## Extrait de page
On voit bien comment, dans ce texte, certaines concessions vagues, comme le droit à l’information sur la qualité des soins, servent à faire avaler des pilules plus ou moins amères comme la garantie d’accès au « service public hospitalier » (mesure proposée par la loi santé de Marisol Touraine), la liberté de choix par les patients (qui cache habilement la liberté du médecin…), l’accès du médecin à des « formes diversifiées de rémunération » (mais de quoi s’agit-il?), et surtout, bien entendu, le financement à 80% des soins par la solidarité. 

L’objectif de la charte est bien de proposer un relèvement des remboursements de la sécurité sociale et une liberté de la médecine de ville, sans mise en place de réseau de soins qui ne seraient pas contrôlés par les médecins.

(Données collectées)
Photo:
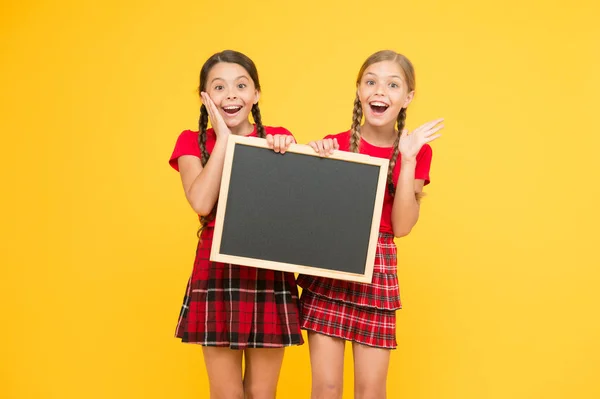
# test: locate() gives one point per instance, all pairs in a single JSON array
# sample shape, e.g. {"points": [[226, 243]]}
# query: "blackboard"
{"points": [[299, 212]]}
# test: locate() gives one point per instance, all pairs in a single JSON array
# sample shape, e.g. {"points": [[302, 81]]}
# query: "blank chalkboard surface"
{"points": [[299, 212]]}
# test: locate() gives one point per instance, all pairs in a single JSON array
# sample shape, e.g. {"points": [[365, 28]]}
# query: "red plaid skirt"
{"points": [[364, 313], [238, 306]]}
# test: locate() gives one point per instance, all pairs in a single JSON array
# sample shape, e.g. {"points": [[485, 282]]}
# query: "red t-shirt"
{"points": [[187, 144], [421, 170]]}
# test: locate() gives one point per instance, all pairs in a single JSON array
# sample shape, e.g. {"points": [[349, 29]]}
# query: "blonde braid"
{"points": [[355, 130]]}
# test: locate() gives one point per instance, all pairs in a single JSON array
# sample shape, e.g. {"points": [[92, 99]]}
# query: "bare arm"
{"points": [[405, 210], [202, 185]]}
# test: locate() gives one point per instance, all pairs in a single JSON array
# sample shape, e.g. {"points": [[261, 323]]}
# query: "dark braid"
{"points": [[202, 124], [355, 130], [204, 155], [400, 121], [234, 57], [260, 129]]}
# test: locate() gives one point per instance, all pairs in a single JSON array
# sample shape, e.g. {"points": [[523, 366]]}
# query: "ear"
{"points": [[408, 99], [256, 96]]}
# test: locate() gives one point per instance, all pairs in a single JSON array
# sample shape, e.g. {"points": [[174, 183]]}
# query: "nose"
{"points": [[231, 94]]}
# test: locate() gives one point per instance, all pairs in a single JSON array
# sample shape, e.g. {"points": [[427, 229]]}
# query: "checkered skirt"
{"points": [[238, 306], [359, 312]]}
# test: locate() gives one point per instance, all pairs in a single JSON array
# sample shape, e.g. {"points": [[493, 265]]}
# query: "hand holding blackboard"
{"points": [[299, 212]]}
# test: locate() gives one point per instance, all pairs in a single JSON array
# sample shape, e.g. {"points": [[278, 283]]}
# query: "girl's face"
{"points": [[383, 92], [232, 90]]}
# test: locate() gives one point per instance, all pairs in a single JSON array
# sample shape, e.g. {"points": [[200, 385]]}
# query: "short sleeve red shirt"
{"points": [[187, 144]]}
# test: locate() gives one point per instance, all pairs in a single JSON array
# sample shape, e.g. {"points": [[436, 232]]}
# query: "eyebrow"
{"points": [[391, 76], [238, 78]]}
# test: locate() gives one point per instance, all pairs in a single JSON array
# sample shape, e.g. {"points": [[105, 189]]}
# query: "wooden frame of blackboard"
{"points": [[217, 256]]}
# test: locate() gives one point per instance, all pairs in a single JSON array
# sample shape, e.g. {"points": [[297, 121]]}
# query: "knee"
{"points": [[327, 391], [236, 392], [257, 391], [365, 390]]}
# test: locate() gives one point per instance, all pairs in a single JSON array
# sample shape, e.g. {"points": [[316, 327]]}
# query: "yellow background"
{"points": [[499, 278]]}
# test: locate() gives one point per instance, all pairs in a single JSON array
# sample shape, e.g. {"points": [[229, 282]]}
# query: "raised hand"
{"points": [[325, 147], [410, 143], [280, 142]]}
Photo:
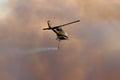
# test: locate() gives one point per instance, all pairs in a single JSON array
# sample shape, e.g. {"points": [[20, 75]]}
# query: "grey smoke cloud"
{"points": [[92, 53]]}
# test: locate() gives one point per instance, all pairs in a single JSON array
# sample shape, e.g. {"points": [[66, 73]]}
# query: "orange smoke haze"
{"points": [[91, 53]]}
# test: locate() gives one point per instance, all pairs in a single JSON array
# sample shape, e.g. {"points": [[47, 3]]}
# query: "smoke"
{"points": [[91, 53]]}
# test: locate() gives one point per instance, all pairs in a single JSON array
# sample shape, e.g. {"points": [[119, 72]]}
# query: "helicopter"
{"points": [[60, 33]]}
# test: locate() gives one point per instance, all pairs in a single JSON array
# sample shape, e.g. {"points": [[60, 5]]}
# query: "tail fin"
{"points": [[46, 28], [49, 25]]}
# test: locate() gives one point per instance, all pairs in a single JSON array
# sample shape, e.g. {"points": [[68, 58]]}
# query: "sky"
{"points": [[29, 53]]}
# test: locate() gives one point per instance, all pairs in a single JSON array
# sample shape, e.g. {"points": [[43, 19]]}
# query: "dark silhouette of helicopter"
{"points": [[60, 33]]}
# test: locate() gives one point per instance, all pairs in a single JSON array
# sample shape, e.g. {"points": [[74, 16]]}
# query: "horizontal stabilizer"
{"points": [[46, 28]]}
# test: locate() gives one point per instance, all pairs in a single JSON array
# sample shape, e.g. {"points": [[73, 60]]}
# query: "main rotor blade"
{"points": [[68, 23]]}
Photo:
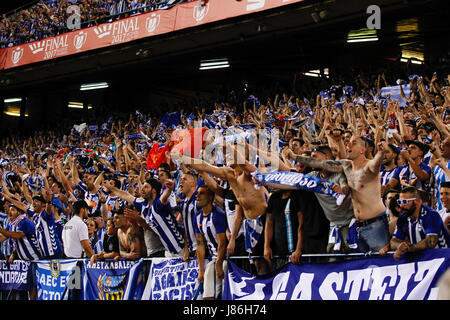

## À faire
1: Dans l'extrait sur la charte santé, quelle part des soins doit être financée par la solidarité ?
2: Poursuivez l'extrait sur la charte santé après sa dernière phrase.
Les enregistrements n'ont aucun rapport avec l'extrait sur la charte santé.

## Réponses
1: 80 % des soins.

2:
Des signataires financés par l’Etat

On a noté que cette charte est signée par des grands noms connus pour leur attachement pas totalement désintéressé à l’étatisme sous toutes ses formes. 

On n’épiloguera pas ici sur les liens naturels qui unissent André Grimaldi, ancien professeur de médecine à la Salpétriêre, à la médecine publique intégrale. Cet esprit brillant défend au demeurant des idées intéressantes de réforme à l’hôpital. Néanmoins, ses prises de position étatistes et en même temps favorables à une liberté de rémunération des médecins sont bien connues. 

Les mêmes remarques pourraient être dressées à propos de Jean-Pierre Vernant, prestigieux hématologue, inspirateur du 3è Plan cancer, sommité médicale incontestable, mais porteur d’une vision étatiste de la santé. Là encore, on peut le comprendre et le partager, mais il est plus simple d’expliquer que l’objet de la charte est ici de préserver une vision où la santé est conçue par des médecins salariés de l’hôpital. Cette vision est légitime, mais pourquoi la parer des oripeaux de la solidarité?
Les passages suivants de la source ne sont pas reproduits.